(WHAT TO DO) Across the entries that follow, count each line holding "instance" and state the total alone.

(TASK INPUT)

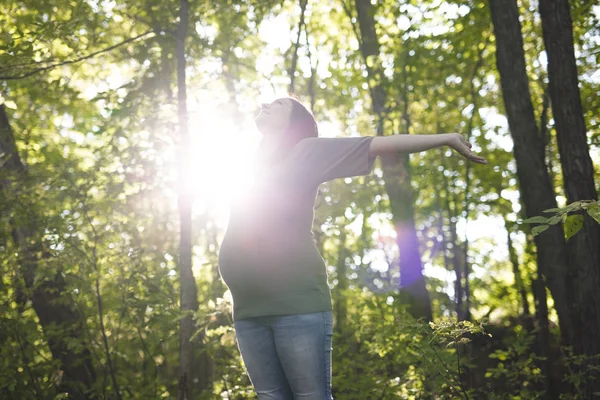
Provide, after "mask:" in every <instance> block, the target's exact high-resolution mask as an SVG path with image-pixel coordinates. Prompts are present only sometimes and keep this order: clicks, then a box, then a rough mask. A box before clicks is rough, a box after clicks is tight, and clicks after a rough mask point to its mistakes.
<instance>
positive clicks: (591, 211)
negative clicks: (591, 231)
mask: <svg viewBox="0 0 600 400" xmlns="http://www.w3.org/2000/svg"><path fill="white" fill-rule="evenodd" d="M586 211H587V213H588V215H589V216H590V217H592V218H594V219H595V220H596V222H597V223H599V224H600V206H598V205H595V206H592V207H588V209H587V210H586Z"/></svg>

(RESPONSE TO THIS TASK) 2